## About this exercise
Please retype each record exactly as it stands below.

== Segment start ==

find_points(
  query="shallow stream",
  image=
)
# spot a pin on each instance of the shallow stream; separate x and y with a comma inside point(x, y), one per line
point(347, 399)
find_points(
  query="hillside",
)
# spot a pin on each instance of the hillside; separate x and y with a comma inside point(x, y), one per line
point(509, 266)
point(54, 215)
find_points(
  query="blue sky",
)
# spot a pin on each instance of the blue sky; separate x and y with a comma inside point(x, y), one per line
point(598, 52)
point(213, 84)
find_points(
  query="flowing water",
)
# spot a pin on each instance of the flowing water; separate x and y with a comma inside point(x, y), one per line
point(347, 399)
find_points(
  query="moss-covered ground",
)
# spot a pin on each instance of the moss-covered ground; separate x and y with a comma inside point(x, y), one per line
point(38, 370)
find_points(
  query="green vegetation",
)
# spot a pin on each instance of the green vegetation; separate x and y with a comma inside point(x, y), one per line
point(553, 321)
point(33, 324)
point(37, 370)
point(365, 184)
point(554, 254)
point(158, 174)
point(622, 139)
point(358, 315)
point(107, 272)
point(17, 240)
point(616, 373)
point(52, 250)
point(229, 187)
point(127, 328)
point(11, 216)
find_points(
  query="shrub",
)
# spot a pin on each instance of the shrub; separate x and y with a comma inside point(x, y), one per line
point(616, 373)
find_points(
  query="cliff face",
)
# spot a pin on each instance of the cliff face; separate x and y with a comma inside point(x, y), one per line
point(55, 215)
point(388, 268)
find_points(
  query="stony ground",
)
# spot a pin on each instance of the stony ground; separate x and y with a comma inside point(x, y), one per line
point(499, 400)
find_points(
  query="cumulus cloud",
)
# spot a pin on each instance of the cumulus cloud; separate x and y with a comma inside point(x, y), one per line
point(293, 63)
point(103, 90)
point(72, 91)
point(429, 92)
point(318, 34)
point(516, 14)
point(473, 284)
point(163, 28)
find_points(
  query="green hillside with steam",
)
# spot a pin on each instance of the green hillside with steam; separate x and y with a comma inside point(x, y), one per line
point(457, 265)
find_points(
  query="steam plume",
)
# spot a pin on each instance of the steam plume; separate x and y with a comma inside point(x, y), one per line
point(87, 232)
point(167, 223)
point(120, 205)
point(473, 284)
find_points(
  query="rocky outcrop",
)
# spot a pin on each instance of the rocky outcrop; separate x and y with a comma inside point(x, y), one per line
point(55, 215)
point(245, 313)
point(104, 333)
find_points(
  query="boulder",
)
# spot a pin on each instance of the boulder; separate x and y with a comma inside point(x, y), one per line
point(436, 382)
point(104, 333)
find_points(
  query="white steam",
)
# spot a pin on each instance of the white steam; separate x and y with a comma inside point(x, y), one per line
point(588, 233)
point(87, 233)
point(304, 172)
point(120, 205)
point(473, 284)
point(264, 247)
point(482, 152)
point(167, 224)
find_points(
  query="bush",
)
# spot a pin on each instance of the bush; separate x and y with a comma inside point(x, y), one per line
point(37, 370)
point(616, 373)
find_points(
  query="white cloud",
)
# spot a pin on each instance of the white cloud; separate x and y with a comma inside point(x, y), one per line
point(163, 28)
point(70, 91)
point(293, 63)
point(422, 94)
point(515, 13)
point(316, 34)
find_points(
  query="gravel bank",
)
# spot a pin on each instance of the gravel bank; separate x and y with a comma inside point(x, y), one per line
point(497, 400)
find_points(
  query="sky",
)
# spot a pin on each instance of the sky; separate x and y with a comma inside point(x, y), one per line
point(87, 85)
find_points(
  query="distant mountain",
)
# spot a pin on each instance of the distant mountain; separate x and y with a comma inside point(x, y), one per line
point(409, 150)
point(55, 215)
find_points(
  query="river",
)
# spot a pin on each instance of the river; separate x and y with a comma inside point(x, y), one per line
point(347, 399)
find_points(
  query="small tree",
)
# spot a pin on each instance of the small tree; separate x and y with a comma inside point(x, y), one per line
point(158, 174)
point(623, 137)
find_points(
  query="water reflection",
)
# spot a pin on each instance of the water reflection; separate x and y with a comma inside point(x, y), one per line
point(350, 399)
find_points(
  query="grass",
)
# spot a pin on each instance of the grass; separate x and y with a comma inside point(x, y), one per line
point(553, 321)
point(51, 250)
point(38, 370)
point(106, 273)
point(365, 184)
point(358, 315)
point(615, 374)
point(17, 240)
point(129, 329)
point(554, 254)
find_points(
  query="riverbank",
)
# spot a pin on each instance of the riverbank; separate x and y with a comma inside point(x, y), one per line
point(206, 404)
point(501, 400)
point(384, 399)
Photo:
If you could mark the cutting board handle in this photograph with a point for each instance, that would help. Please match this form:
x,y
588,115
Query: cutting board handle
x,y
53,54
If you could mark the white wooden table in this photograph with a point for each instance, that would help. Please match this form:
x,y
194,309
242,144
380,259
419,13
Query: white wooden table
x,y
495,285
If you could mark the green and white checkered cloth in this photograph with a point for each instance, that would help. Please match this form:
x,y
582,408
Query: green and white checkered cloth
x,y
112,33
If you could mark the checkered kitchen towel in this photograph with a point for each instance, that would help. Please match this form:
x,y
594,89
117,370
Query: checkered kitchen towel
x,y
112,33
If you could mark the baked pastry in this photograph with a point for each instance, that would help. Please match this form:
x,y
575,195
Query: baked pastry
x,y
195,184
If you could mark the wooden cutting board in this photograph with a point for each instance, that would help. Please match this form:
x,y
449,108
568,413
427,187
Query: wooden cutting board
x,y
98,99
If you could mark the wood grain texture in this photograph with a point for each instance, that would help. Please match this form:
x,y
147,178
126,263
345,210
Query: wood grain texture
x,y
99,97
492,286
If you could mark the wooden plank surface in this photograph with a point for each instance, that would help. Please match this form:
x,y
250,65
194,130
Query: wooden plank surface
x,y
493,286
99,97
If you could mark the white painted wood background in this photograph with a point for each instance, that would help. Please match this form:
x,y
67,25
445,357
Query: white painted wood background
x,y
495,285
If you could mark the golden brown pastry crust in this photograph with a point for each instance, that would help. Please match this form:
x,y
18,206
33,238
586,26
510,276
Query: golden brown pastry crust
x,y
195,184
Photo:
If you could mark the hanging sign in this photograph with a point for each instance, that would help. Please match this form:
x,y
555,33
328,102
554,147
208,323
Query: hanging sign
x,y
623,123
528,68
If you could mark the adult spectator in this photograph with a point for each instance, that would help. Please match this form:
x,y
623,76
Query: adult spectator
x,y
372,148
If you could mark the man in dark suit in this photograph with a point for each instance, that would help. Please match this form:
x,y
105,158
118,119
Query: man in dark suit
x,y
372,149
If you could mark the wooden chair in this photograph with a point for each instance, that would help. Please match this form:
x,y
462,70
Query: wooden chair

== Segment end ==

## Completed task
find_points(
  query="shallow stream",
  image=
)
# spot a pin on each instance of the shallow stream; separate x and y with a comma inside point(x, y), one per line
point(347, 399)
find_points(
  query="hillside",
)
# spot a pin on each instance of the hillside; separate x and y with a comma inside point(x, y), one per line
point(509, 266)
point(54, 215)
find_points(
  query="blue sky",
)
# spot a pin on each instance of the blue sky; separate x and y with a comma inside point(x, y), one per line
point(598, 52)
point(213, 84)
find_points(
  query="flowing water",
)
# spot a pin on each instance of the flowing water; separate x and y with a comma inside point(x, y), one per line
point(347, 399)
find_points(
  query="moss-covered ground",
)
# spot a pin on each instance of the moss-covered ground; separate x and y with a comma inside point(x, y), one per line
point(38, 370)
find_points(
  query="green vegetation",
)
# spot a pin on each instance of the green vegetation; separate x and y with a comma inside point(x, y), one per line
point(553, 321)
point(33, 324)
point(37, 370)
point(365, 184)
point(554, 254)
point(158, 174)
point(622, 139)
point(358, 315)
point(107, 272)
point(17, 240)
point(616, 373)
point(52, 250)
point(229, 187)
point(127, 328)
point(11, 216)
find_points(
  query="shrub",
)
# spot a pin on each instance of the shrub; separate x and y with a comma inside point(x, y), one per line
point(616, 373)
find_points(
  query="cliff face",
)
# spot a pin on each instance of the cliff face; separate x and y with a comma inside point(x, y), one per line
point(55, 215)
point(388, 268)
find_points(
  query="stony ground",
)
# spot a pin on each instance of the stony ground; separate x and y with a comma inside point(x, y), one per line
point(499, 400)
find_points(
  query="cumulus cloud",
)
# spot a pin on each instance of the cumulus cloud; separate x and y with a comma inside point(x, y), one per line
point(293, 63)
point(103, 90)
point(72, 91)
point(429, 92)
point(318, 34)
point(516, 14)
point(473, 284)
point(163, 28)
find_points(
  query="green hillside with steam",
)
# spot a pin on each instance of the green hillside with steam; separate x and y with a comma inside point(x, y), one per line
point(457, 265)
find_points(
  query="steam plume",
)
# spot a pin on each instance of the steam plume; separate x and y with a comma inside point(x, y), one per line
point(87, 232)
point(167, 223)
point(120, 205)
point(473, 284)
find_points(
  query="rocky outcrop",
)
# spot a pin on each instance of the rocky outcrop; separate x and y with a comma inside point(x, y), one per line
point(55, 215)
point(245, 313)
point(104, 333)
find_points(
  query="boulder",
)
# spot a pin on each instance of the boulder; separate x and y with a comma inside point(x, y), one per line
point(436, 382)
point(104, 333)
find_points(
  query="white steam",
)
# spot a pin on each instance of the white steam; separate x and y with a comma inside point(x, y), one per line
point(588, 233)
point(87, 233)
point(304, 172)
point(120, 205)
point(473, 284)
point(264, 247)
point(482, 152)
point(167, 224)
find_points(
  query="bush",
)
# spot a pin on each instance of the bush; separate x and y with a comma inside point(x, y), one per line
point(37, 370)
point(616, 373)
find_points(
  query="white cloud",
)
# spot a pin on each instance of the white cloud; separate x and y with a comma inside point(x, y), one per line
point(163, 28)
point(70, 91)
point(293, 63)
point(422, 94)
point(515, 13)
point(316, 34)
find_points(
  query="gravel bank",
)
# spot a pin on each instance of the gravel bank; separate x and y with a comma inside point(x, y), one per line
point(497, 400)
find_points(
  query="sky",
)
# spot a pin on each instance of the sky; separate x and y with a comma inside point(x, y), one per line
point(87, 85)
find_points(
  query="distant mountain",
)
# spot a pin on each instance of the distant mountain; separate x and y with a comma inside point(x, y), one per line
point(409, 150)
point(55, 215)
find_points(
  query="river",
)
# spot a pin on each instance of the river; separate x and y with a comma inside point(x, y), one per line
point(347, 399)
find_points(
  query="small tree",
)
# spot a pin on each instance of the small tree; separate x and y with a comma inside point(x, y), one per line
point(158, 174)
point(623, 137)
find_points(
  query="water reflection",
)
# spot a pin on each instance of the water reflection; separate x and y with a comma inside point(x, y), one per line
point(350, 399)
find_points(
  query="grass",
)
# spot a pin on each instance of the grass; separate x and y with a comma inside point(x, y), one per line
point(553, 321)
point(51, 250)
point(38, 370)
point(106, 273)
point(365, 184)
point(358, 315)
point(615, 374)
point(17, 240)
point(129, 329)
point(554, 254)
find_points(
  query="riverbank",
)
# spot a pin on each instance of the riverbank; separate x and y with a comma inside point(x, y), one per line
point(206, 404)
point(501, 400)
point(384, 399)
Photo:
If you could mark the cutting board handle in this photograph with a point for each instance, that would help. Please match this form:
x,y
588,115
Query: cutting board handle
x,y
53,54
If you could mark the white wooden table in this photograph with a point for each instance, that would help. Please match this form:
x,y
194,309
242,144
380,259
419,13
Query: white wooden table
x,y
495,285
If you could mark the green and white checkered cloth in this photograph with a point for each instance, that would help. Please match this form:
x,y
582,408
Query: green and white checkered cloth
x,y
112,33
If you could mark the checkered kitchen towel in this photograph with a point for each instance, that would help. Please match this form:
x,y
594,89
117,370
Query: checkered kitchen towel
x,y
112,33
If you could mark the baked pastry in this photograph with a point for each instance, that would help. Please match this form:
x,y
575,195
Query: baked pastry
x,y
195,184
If you could mark the wooden cutting board in this photograph with a point for each instance, that would help. Please match this form:
x,y
449,108
568,413
427,187
Query: wooden cutting board
x,y
98,99
If you could mark the wood grain texture in this photograph with a point for each instance, that would help. Please match this form:
x,y
147,178
126,263
345,210
Query: wood grain texture
x,y
99,97
492,286
If you could mark the wooden plank surface in this photograph with a point for each instance, that would help. Please match this form:
x,y
250,65
194,130
Query: wooden plank surface
x,y
493,286
99,97
If you could mark the white painted wood background in this photograph with a point for each instance, that would help. Please match this form:
x,y
67,25
445,357
Query: white painted wood background
x,y
495,285
If you could mark the golden brown pastry crust in this photograph with a point for each instance, that would help. Please match this form:
x,y
18,206
33,238
586,26
510,276
Query: golden brown pastry crust
x,y
195,184
Photo:
If you could mark the hanging sign in this photograph with a point for each instance, that would help. Please match this form:
x,y
555,33
328,102
554,147
208,323
Query: hanging sign
x,y
623,123
528,68
If you could mark the adult spectator in this photograph with a point for each instance, that would help. Please match this form:
x,y
623,76
Query: adult spectator
x,y
372,148
If you could mark the man in dark suit in this photograph with a point for each instance, that would help. Please match this form:
x,y
105,158
118,119
Query: man in dark suit
x,y
372,149
If you could mark the wooden chair in this photograph with a point for each instance, that would help. Please match this form:
x,y
462,70
Query: wooden chair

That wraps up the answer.